Activity.
Pull every line containing "drop" from the entries.

(Beginning of Exercise material)

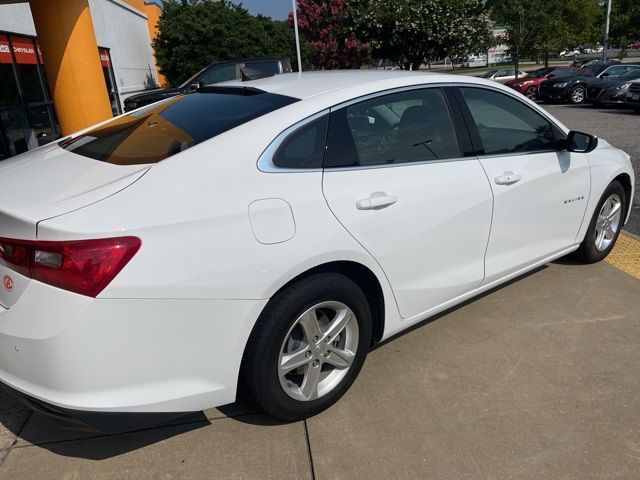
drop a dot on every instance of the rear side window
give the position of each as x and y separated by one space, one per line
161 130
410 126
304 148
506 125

(End of Exercise material)
(Beginning of Exercise material)

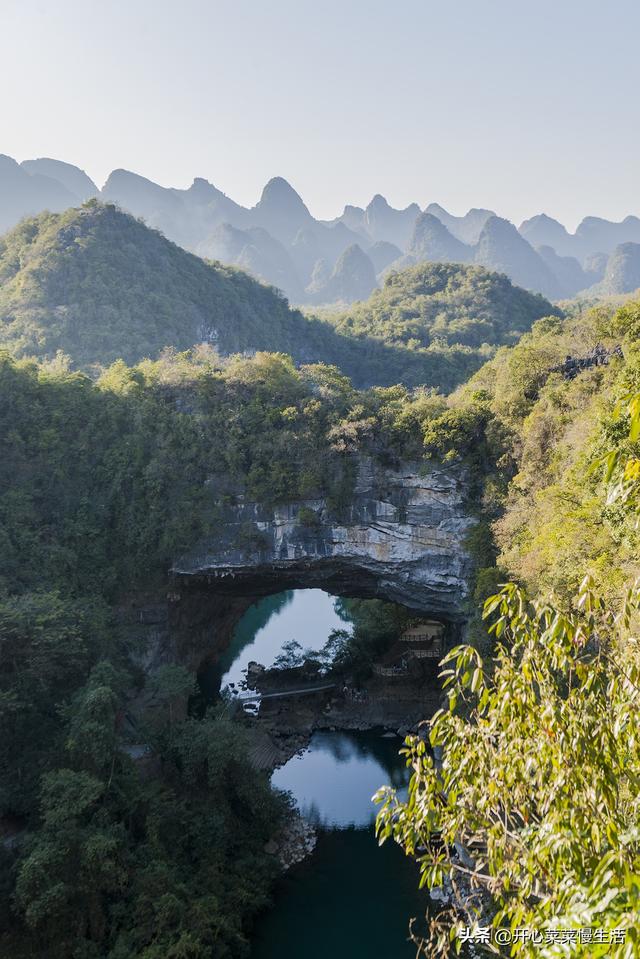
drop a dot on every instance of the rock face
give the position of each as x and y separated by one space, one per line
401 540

(End of Exercise material)

Output below.
drop a dot on every instance of the rear side window
drop a dot on every instance of the rock face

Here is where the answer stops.